About this exercise: Write out all of the entries below word for word.
= Beginning of Section =
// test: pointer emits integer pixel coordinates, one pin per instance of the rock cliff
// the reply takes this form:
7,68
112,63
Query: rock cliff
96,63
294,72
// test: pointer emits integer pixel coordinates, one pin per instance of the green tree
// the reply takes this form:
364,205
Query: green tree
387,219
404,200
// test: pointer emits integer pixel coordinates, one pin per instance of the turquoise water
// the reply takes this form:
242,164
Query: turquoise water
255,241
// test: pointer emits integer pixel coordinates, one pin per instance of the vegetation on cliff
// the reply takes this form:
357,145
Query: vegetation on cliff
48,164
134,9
= End of Section =
Exercise answer:
// test: pointer emits integer pixel coordinates, one pin per instance of the rock cliff
// the reply takes this form:
7,68
112,63
Query: rock cliff
96,63
294,72
// test: pointer emits integer pixel coordinates, one pin per instance of the green tree
// the reply takes this form:
364,205
Query: green tree
387,219
404,200
// test: pointer emits integer pixel coordinates, one pin per instance of the turquoise water
// the reply takes this form:
242,164
Query: turquoise water
255,241
// test: pointer emits integer pixel coordinates, one pin per instance of the vegetation on cliff
// the reply takes this form:
357,145
Query: vegetation on cliff
48,164
134,9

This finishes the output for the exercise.